--- start RECORDS FOR THIS TASK ---
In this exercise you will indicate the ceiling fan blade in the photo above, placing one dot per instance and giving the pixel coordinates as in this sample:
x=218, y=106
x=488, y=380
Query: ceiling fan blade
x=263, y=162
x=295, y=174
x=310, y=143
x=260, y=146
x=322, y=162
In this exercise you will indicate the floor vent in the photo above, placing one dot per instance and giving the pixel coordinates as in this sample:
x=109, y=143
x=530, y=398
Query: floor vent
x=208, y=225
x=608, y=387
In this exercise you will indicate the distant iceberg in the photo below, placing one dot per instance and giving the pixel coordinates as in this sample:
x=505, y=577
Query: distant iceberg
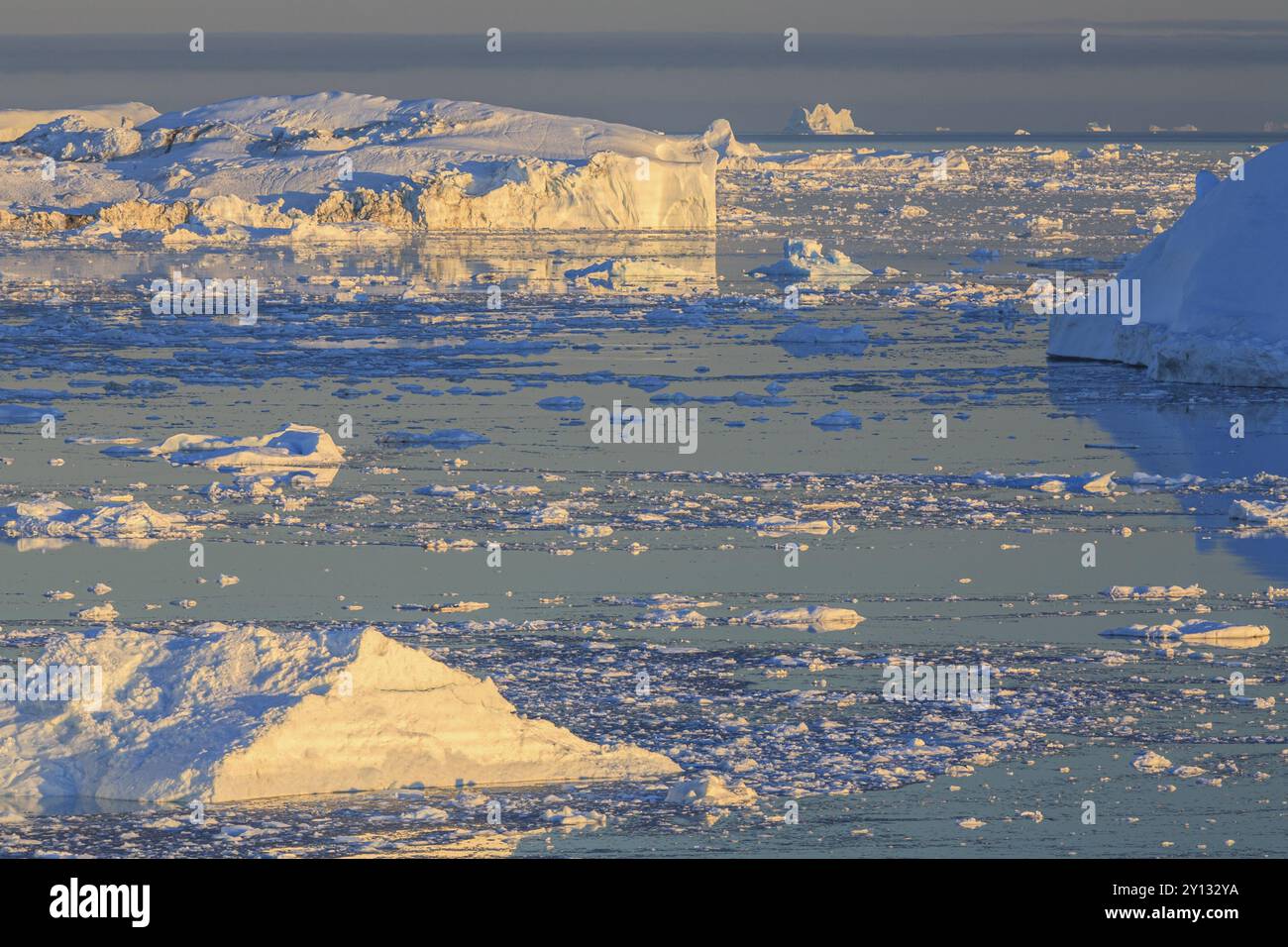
--- end RECORDS FOR THIS TASK ---
Rewrite the data from the line holding "In this exercise you will indicate the floor" through the end of the data, inclusive, changing "dot" to "marker" and leaving everything else as it stands. Omit the pictures from your answer.

WRITTEN ANSWER:
In this exercise you will indicate the floor vent in the photo above, placing one marker per instance and giving the pixel coordinates as in this sample:
x=109, y=143
x=530, y=398
Query: floor vent
x=208, y=225
x=608, y=387
In this exercise you will indicate the distant iceberg in the photo below, placing one marker per instance and giving the pixel coordinates as in this sample:
x=505, y=577
Query: distant iceberg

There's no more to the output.